— START OF RECORDS SUPPLIED —
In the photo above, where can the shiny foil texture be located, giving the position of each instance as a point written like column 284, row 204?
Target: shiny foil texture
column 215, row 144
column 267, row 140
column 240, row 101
— END OF RECORDS SUPPLIED —
▶ [WHAT IS REQUIRED]
Format every line of the items above as a numbered list, omitting any blank lines.

▶ [RESULT OF THE EXERCISE]
1. In the photo above, where can the shiny foil texture be located, giving the position of each instance as a point written like column 284, row 204?
2. Target: shiny foil texture
3. column 215, row 144
4. column 267, row 140
5. column 240, row 101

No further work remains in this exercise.